▼▼▼
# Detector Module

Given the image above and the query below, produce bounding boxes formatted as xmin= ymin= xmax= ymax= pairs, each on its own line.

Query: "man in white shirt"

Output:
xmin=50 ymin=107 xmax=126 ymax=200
▲▲▲
## Problem requirements
Convert the listing above into a Markdown table with the columns "No." and "Listing line", numbering each line and omitting blank lines.

## Correct output
| No. | Listing line |
|---|---|
| 1 | # Detector Module |
| 2 | Given the image above and the query below, produce bounding boxes formatted as xmin= ymin= xmax= ymax= pairs, each on its own line. |
| 3 | Query: "man in white shirt" |
| 4 | Output: |
| 5 | xmin=50 ymin=107 xmax=126 ymax=200 |